§ Work instruction:
Every line below that holds the word "instance" must be listed.
* * * * *
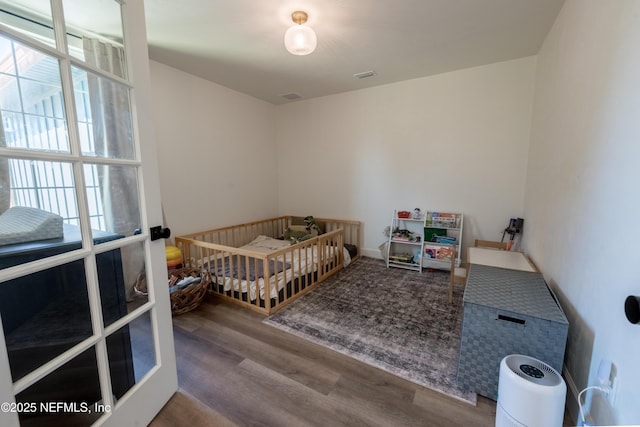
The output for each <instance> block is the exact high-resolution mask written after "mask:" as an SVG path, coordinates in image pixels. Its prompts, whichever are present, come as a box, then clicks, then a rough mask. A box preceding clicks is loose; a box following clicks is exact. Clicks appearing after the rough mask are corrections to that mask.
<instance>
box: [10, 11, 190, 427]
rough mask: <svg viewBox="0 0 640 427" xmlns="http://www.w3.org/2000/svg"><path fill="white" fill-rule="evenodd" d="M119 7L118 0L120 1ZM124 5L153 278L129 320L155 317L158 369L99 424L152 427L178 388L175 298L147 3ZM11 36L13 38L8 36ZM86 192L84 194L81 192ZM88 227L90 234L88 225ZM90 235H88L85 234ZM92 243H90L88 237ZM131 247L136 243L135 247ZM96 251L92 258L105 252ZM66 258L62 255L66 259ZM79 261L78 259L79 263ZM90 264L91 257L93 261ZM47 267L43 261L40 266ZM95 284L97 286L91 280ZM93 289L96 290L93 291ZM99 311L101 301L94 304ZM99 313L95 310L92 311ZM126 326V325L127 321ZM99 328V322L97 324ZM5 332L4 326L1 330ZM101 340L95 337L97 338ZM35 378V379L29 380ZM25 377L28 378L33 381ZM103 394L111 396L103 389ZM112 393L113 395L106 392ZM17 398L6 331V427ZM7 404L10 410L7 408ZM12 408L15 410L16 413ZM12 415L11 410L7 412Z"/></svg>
mask: <svg viewBox="0 0 640 427" xmlns="http://www.w3.org/2000/svg"><path fill="white" fill-rule="evenodd" d="M114 1H116V0H114ZM117 2H118V3H122V9H123V25H124V34H125V41H126V42H125V43H126V49H125V50H126V52H127V63H128V66H129V76H130V82H132V84H133V91H132V101H133V117H134V131H135V135H136V137H135V140H136V141H137V143H138V147H139V152H140V159H141V160H142V159H143V160H144V162H142V163H141V167H140V173H139V180H140V183H141V185H140V188H141V192H140V199H141V200H140V208H141V216H142V234H141V235H140V236H135V239H137V240H138V241H139V242H141V243H142V244H143V246H144V248H145V265H146V268H147V270H146V273H147V284H148V287H149V301H148V302H147V303H146V304H145V305H144V306H143V307H144V308H143V309H142V310H137V311H135V312H133V313H130V314H129V315H127V316H125V317H124V318H123V319H126V320H125V322H126V321H128V320H132V319H134V318H137V317H138V316H139V315H141V313H142V312H149V313H150V317H151V325H152V331H153V335H154V344H155V354H156V366H155V367H154V368H152V369H151V370H150V371H149V372H148V373H147V374H146V376H145V377H144V378H143V379H142V380H140V381H139V382H138V383H137V384H135V385H134V386H133V387H132V388H131V389H130V390H129V391H128V392H127V393H126V394H125V395H124V396H122V397H121V398H120V399H118V401H117V403H115V404H114V405H113V406H112V407H111V410H110V411H109V412H106V413H105V414H104V416H102V417H101V418H99V419H98V420H97V421H96V423H95V425H105V426H134V425H147V424H148V423H149V422H150V421H151V420H152V419H153V417H154V416H155V415H156V414H157V413H158V412H159V411H160V409H161V408H162V407H163V406H164V404H165V403H166V402H167V401H168V400H169V398H170V397H171V396H172V395H173V393H174V392H175V391H176V390H177V388H178V381H177V373H176V360H175V350H174V341H173V329H172V322H171V310H170V308H169V294H168V292H167V269H166V264H165V253H164V241H163V240H157V241H154V242H151V241H150V238H149V227H150V226H153V225H160V224H162V210H161V204H160V188H159V171H158V167H157V161H156V151H155V145H154V139H153V134H154V132H153V121H152V110H151V83H150V72H149V59H148V49H147V40H146V26H145V15H144V4H143V0H127V1H122V0H117ZM52 4H53V10H54V11H55V10H56V8H57V9H59V8H60V6H61V4H62V0H52ZM7 33H11V32H10V31H7ZM79 190H80V192H82V191H84V189H79ZM84 226H85V227H86V228H88V223H85V224H84ZM83 231H86V230H83ZM85 239H87V237H85ZM129 242H130V241H129ZM101 251H102V249H100V250H98V251H96V250H95V248H93V249H91V253H92V254H95V253H97V252H101ZM64 256H65V255H61V257H62V258H64ZM75 258H77V256H76V257H75ZM87 259H88V260H90V259H91V257H89V258H87ZM45 263H47V260H42V262H41V263H40V264H38V265H39V266H42V265H43V264H45ZM86 264H87V265H86V268H87V269H88V271H89V270H91V269H93V274H94V277H97V274H96V272H95V268H96V266H95V261H94V262H90V261H89V262H87V263H86ZM7 270H8V271H6V272H2V271H0V277H1V276H2V274H4V277H3V280H4V279H10V278H15V277H19V276H22V275H27V274H29V272H30V268H29V267H28V266H26V267H25V266H16V267H12V268H10V269H7ZM88 281H89V282H91V280H88ZM90 286H91V285H90ZM92 286H95V289H93V290H91V289H90V292H89V298H90V299H92V298H94V299H95V298H96V295H98V289H97V283H96V282H95V281H93V285H92ZM91 304H93V305H94V308H95V304H96V301H92V302H91ZM92 311H95V310H92ZM121 320H122V319H121ZM94 325H95V321H94ZM0 326H1V325H0ZM94 337H95V335H94ZM104 340H105V337H104V336H102V337H98V338H97V341H96V340H94V341H95V346H96V350H97V351H96V353H97V360H98V367H99V371H100V380H101V383H103V381H104V380H105V378H108V375H105V370H106V371H108V369H109V366H108V362H107V357H106V345H105V341H104ZM27 377H29V375H27ZM27 377H25V378H27ZM25 378H23V379H21V380H19V381H18V383H21V382H24V381H27V382H28V381H29V379H28V378H27V379H26V380H25ZM102 390H103V394H104V391H105V386H104V384H103V385H102ZM106 390H110V388H109V387H106ZM15 393H16V387H15V384H12V381H11V370H10V367H9V359H8V355H7V350H6V343H5V338H4V334H3V333H2V328H1V327H0V404H3V406H2V407H1V408H0V425H3V426H19V420H18V415H17V413H15V412H12V411H11V409H15V397H14V394H15ZM103 401H104V403H105V404H108V405H109V404H112V402H113V398H112V397H111V396H104V395H103ZM7 404H8V405H9V406H7ZM12 405H14V406H13V407H12ZM6 409H8V410H6Z"/></svg>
* * * * *
§ Solution to this exercise:
The output for each <instance> block is the exact high-resolution mask written after "mask:" as an SVG path, coordinates in image pixels. Its prompts, whichever are present, come as a box, then clicks, then a rough mask. A box preceding clicks is loose; a box following clicks is exact. Clicks appearing after the rough mask are corrections to that mask.
<instance>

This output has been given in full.